Items from a dataset:
● ● ● ● ● ● ●

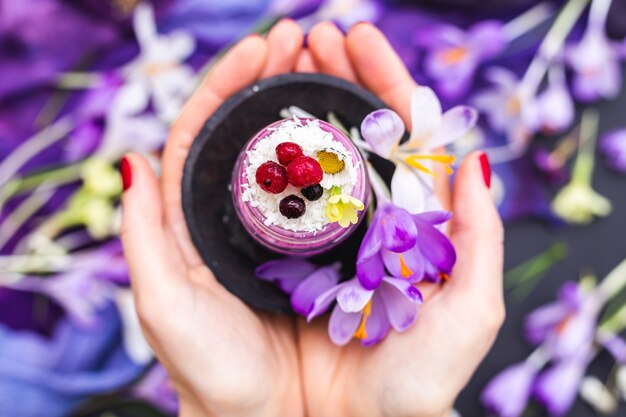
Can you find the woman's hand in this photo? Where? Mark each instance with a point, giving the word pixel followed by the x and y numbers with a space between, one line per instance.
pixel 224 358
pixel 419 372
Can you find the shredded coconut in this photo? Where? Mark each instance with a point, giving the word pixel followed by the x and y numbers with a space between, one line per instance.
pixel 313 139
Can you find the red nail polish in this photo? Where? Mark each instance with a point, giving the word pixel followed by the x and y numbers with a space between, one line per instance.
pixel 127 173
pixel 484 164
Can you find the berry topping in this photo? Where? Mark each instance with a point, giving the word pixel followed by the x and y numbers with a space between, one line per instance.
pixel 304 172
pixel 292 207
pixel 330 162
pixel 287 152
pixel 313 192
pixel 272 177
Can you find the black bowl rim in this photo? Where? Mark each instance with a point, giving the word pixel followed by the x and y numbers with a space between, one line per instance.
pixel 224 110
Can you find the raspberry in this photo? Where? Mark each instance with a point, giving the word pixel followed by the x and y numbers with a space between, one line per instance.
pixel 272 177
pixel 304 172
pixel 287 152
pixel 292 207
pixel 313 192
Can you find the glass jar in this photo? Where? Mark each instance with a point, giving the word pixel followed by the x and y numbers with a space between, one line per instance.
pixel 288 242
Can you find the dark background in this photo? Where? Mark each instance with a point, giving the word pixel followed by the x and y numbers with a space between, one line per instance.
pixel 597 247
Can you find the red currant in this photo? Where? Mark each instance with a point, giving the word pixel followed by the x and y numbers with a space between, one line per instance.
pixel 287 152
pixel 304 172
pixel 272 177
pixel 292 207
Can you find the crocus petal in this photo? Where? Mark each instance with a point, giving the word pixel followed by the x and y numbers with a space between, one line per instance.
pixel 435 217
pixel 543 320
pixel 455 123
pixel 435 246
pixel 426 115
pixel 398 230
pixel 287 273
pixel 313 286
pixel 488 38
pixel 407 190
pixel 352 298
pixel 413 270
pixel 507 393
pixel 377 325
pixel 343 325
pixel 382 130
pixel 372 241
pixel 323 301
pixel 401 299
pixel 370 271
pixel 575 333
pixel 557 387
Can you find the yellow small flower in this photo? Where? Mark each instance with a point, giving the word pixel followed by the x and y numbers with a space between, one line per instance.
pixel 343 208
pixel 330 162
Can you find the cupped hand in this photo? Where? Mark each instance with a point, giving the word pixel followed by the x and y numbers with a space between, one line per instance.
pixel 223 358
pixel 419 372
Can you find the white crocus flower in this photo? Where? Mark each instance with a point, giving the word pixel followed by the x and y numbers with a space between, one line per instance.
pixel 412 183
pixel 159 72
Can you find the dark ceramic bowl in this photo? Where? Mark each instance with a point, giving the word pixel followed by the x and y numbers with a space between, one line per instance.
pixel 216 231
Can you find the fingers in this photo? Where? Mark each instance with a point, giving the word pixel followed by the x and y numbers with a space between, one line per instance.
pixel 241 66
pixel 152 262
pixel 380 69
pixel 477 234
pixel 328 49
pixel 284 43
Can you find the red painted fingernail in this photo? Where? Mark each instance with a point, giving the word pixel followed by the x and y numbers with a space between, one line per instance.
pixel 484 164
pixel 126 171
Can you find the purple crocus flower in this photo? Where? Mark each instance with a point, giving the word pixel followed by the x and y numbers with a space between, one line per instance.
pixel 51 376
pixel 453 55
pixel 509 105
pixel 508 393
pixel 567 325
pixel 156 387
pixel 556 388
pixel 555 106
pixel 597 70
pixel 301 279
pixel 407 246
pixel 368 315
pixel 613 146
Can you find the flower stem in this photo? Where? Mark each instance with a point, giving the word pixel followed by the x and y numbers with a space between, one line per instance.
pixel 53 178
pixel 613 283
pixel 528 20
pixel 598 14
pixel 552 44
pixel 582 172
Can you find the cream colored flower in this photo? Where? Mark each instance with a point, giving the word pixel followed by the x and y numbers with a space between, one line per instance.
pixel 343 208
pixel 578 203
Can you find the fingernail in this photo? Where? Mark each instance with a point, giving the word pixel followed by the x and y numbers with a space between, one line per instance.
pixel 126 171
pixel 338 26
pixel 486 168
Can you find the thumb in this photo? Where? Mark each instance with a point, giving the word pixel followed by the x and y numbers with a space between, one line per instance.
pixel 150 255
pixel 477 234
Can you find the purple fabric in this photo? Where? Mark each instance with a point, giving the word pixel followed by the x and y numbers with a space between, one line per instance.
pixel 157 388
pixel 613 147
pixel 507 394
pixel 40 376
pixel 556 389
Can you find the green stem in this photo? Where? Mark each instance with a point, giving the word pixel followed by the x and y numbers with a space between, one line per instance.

● ● ● ● ● ● ●

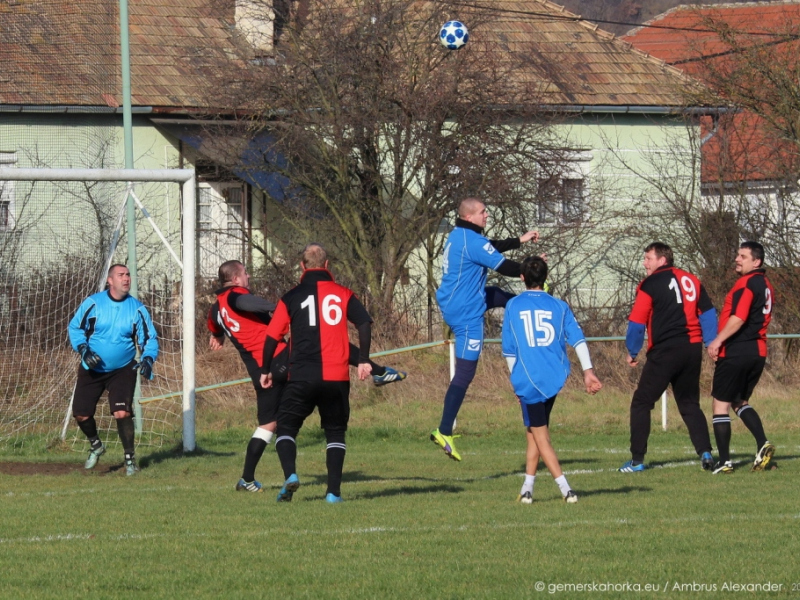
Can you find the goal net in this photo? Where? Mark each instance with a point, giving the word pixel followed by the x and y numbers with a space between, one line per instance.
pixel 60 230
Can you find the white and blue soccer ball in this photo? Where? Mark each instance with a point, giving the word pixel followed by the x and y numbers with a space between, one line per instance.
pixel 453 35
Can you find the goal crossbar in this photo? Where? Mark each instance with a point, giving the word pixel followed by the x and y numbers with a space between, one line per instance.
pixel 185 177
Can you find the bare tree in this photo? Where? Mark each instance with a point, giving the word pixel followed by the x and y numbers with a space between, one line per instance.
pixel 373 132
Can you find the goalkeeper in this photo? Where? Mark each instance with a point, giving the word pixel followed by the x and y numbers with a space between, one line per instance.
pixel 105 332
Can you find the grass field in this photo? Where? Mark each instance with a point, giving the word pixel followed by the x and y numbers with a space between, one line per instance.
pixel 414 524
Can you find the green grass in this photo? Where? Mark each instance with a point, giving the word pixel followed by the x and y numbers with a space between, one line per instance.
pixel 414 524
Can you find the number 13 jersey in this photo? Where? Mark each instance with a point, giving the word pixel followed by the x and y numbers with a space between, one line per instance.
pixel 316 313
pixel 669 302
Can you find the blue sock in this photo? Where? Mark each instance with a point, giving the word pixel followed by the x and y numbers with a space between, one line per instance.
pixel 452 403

● ● ● ● ● ● ●

■ **TRY IT**:
Return only the part of the records above that opens with the line containing "Can you find the fingernail" and closes with the line containing "Can you find the green stem", ends included.

■ **TASK OUTPUT**:
Can you find the fingernail in this photo? Where? Mark each instance with a point, giving the word pixel followed by the x and y numbers with a space between, one line per instance.
pixel 126 171
pixel 338 26
pixel 486 168
Can you find the thumb in this photo? Where? Mark each instance with a point, giving the word pixel followed by the x and y numbers with a space between, one line per instance.
pixel 150 255
pixel 477 234
Can you find the purple fabric in this photo? Where? Mark each instance with a point, giving the word pixel followed by the x and y numbers with a space between, one line per instance.
pixel 157 388
pixel 613 147
pixel 507 394
pixel 40 376
pixel 556 389
Can you find the green stem in this photo? Where? Mark each instance with a point, giving the word pixel followed by the x and y numbers with a space between, one line per instance.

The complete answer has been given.